Saved data entries
● ● ● ● ●
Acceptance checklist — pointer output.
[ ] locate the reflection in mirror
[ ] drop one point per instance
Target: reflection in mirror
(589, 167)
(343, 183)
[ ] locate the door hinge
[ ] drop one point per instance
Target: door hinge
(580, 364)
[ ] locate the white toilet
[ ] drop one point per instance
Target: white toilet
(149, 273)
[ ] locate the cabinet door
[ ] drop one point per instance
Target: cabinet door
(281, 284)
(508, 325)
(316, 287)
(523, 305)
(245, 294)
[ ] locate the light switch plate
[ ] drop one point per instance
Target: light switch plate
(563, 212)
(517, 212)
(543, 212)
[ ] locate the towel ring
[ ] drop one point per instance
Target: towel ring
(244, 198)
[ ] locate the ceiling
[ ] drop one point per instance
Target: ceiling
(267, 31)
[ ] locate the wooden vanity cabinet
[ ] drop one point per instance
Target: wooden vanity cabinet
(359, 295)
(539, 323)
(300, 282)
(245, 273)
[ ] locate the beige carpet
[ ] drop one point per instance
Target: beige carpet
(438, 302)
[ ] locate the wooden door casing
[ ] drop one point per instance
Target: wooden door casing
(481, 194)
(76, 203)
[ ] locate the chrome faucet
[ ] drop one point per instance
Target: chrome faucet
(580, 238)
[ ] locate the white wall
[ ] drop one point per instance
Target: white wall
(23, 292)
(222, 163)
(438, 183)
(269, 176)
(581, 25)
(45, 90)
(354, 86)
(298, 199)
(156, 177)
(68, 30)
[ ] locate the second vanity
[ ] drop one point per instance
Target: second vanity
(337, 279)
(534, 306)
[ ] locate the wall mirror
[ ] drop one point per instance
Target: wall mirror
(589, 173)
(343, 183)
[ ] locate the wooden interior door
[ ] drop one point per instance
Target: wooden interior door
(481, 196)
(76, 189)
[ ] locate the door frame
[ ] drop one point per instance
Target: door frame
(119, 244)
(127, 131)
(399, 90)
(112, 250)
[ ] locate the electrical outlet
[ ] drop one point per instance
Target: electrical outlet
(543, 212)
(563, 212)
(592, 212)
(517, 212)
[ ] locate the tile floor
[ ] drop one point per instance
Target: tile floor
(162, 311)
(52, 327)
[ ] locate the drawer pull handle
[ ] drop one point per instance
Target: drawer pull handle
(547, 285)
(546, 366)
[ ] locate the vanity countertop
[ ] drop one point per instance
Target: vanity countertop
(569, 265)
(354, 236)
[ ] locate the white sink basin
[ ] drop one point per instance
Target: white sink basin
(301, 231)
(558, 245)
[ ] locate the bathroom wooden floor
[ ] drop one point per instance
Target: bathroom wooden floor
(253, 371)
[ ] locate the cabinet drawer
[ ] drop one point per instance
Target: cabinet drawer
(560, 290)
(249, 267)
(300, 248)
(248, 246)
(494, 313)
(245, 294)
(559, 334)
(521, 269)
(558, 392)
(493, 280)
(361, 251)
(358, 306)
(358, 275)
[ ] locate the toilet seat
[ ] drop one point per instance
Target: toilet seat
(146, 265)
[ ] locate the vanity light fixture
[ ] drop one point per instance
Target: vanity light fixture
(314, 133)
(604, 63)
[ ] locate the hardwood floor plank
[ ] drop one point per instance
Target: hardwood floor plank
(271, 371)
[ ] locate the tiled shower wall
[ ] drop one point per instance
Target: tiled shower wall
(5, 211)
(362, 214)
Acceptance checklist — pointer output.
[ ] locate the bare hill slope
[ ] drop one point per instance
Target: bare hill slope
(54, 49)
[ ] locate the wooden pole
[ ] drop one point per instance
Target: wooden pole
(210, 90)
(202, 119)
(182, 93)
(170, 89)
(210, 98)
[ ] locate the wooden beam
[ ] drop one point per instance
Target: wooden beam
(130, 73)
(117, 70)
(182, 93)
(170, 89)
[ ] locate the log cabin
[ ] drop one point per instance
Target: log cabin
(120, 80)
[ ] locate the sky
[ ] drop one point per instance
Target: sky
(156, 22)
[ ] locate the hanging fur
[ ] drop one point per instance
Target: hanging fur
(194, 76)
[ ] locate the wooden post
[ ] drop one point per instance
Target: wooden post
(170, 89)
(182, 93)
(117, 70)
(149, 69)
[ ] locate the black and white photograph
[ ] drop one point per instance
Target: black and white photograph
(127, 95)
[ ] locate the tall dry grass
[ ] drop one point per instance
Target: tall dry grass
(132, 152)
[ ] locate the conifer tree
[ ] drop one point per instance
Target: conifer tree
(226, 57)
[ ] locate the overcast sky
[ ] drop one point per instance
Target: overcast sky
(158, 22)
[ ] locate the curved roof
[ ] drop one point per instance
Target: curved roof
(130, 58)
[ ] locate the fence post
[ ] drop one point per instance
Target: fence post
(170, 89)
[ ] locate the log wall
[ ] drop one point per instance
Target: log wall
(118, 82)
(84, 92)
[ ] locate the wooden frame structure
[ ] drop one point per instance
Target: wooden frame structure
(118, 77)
● ● ● ● ●
* **TASK DESCRIPTION**
Your response must consist of the entries, reproduced exactly.

* **ANSWER BOX**
Acceptance checklist — pointer output.
[ ] locate the reflection in mirror
[ ] drop one point per instance
Target: reflection in mirror
(589, 167)
(343, 183)
[ ] locate the door hinge
[ ] drop one point per instance
Target: door hinge
(580, 364)
[ ] locate the white toilet
[ ] drop one point per instance
Target: white toilet
(149, 273)
[ ] locate the cabinet door
[ ] drop one point per instance
Target: cabinet door
(281, 284)
(508, 325)
(316, 287)
(523, 305)
(245, 294)
[ ] locate the light switch plate
[ ] drop one point per instance
Target: light switch plate
(563, 212)
(517, 212)
(543, 212)
[ ] locate the towel ring
[ ] drop one point per instance
Target: towel ring
(244, 198)
[ ] locate the ceiling
[ ] drop one point per instance
Target: ceiling
(267, 31)
[ ] locate the wooden vanity cabinet
[ ] drop one point per instance
Target: wooden vanity cabinet
(359, 295)
(539, 323)
(300, 282)
(245, 273)
[ ] locate the beige carpet
[ ] drop one point per instance
Target: beige carpet
(438, 302)
[ ] locate the wooden door casing
[ ] drop one point per instance
Target: wooden door casing
(481, 194)
(76, 203)
[ ] locate the chrome faucet
[ ] drop one point per instance
Target: chrome faucet
(580, 238)
[ ] locate the white wall
[ ] drop one point per instance
Target: white wall
(23, 292)
(222, 163)
(438, 183)
(269, 176)
(581, 25)
(45, 90)
(354, 86)
(298, 199)
(156, 177)
(68, 30)
[ ] locate the second vanity
[ ] drop one point per instance
Target: second vanity
(337, 279)
(534, 306)
[ ] locate the wall mirror
[ ] drop one point per instance
Target: wall mirror
(589, 173)
(343, 183)
[ ] locate the wooden interior door
[ ] drop one point per instance
Target: wooden interior door
(481, 196)
(76, 189)
[ ] locate the door frame
[ ] drop one point per instance
Target: door frame
(119, 244)
(127, 131)
(399, 90)
(112, 250)
[ ] locate the electrical outlet
[ ] drop one point per instance
Target: electrical outlet
(543, 212)
(563, 212)
(592, 212)
(517, 212)
[ ] locate the tile floor
[ ] drop one point per instance
Target: tile floor
(162, 311)
(52, 327)
[ ] locate the drawer pull handle
[ ] drop one point per instance
Target: drawer pull handle
(547, 285)
(546, 366)
[ ] locate the vanity countertop
[ ] drop one point per instance
Target: vanity countertop
(569, 265)
(354, 236)
[ ] locate the white sink basin
[ ] drop one point per instance
Target: white sink basin
(301, 231)
(558, 245)
[ ] locate the bathroom wooden floor
[ ] drop one point per instance
Target: bathroom wooden floor
(253, 371)
[ ] locate the cabinet drawer
[ ] drop one point per instance
Target: cabinet drawer
(560, 290)
(249, 267)
(300, 248)
(248, 246)
(494, 313)
(245, 294)
(559, 334)
(521, 269)
(558, 392)
(493, 280)
(361, 251)
(358, 306)
(358, 275)
[ ] locate the toilet seat
[ ] drop one point per instance
Target: toilet seat
(146, 265)
[ ] locate the vanity light fixture
[ ] drop one point per instance
Target: vanity light fixture
(314, 133)
(604, 63)
[ ] locate the hardwood floor plank
[ ] drop one point per instance
Target: hardwood floor plank
(271, 371)
[ ] locate the tiled shower wall
[ ] drop one point per instance
Target: tiled shower wall
(5, 211)
(362, 214)
Acceptance checklist — pointer output.
[ ] locate the bare hill slope
[ ] drop one point per instance
Target: bare hill slope
(54, 49)
[ ] locate the wooden pole
[ ] drop one point per instance
Target: wooden pole
(210, 90)
(202, 119)
(182, 93)
(170, 89)
(210, 98)
[ ] locate the wooden beam
[ ] drop one point per instance
Target: wooden beam
(130, 73)
(117, 70)
(182, 93)
(170, 89)
[ ] locate the log cabin
[ ] drop one point per instance
Target: log cabin
(120, 80)
[ ] locate the sky
[ ] drop one point per instance
Target: sky
(156, 22)
[ ] locate the hanging fur
[ ] drop one point per instance
Target: hanging fur
(194, 76)
[ ] locate the wooden post
[ ] drop one point per instance
Target: wooden post
(170, 89)
(182, 93)
(117, 70)
(149, 69)
[ ] locate the black and white photograph
[ ] drop one point per instance
Target: black and white photograph
(127, 95)
[ ] locate the tall dry grass
[ ] drop one point per instance
Target: tall dry grass
(132, 152)
[ ] locate the conifer tree
[ ] drop one point per instance
Target: conifer tree
(226, 57)
[ ] locate the overcast sky
[ ] drop one point per instance
Target: overcast sky
(158, 22)
[ ] locate the curved roof
[ ] drop one point per instance
Target: curved roof
(130, 58)
[ ] locate the fence post
[ ] drop one point per instance
Target: fence post
(170, 89)
[ ] locate the log wall
[ ] drop one point per instance
Target: log wall
(118, 82)
(84, 92)
[ ] locate the wooden frame structure
[ ] drop one point per instance
Target: wooden frame structure
(118, 77)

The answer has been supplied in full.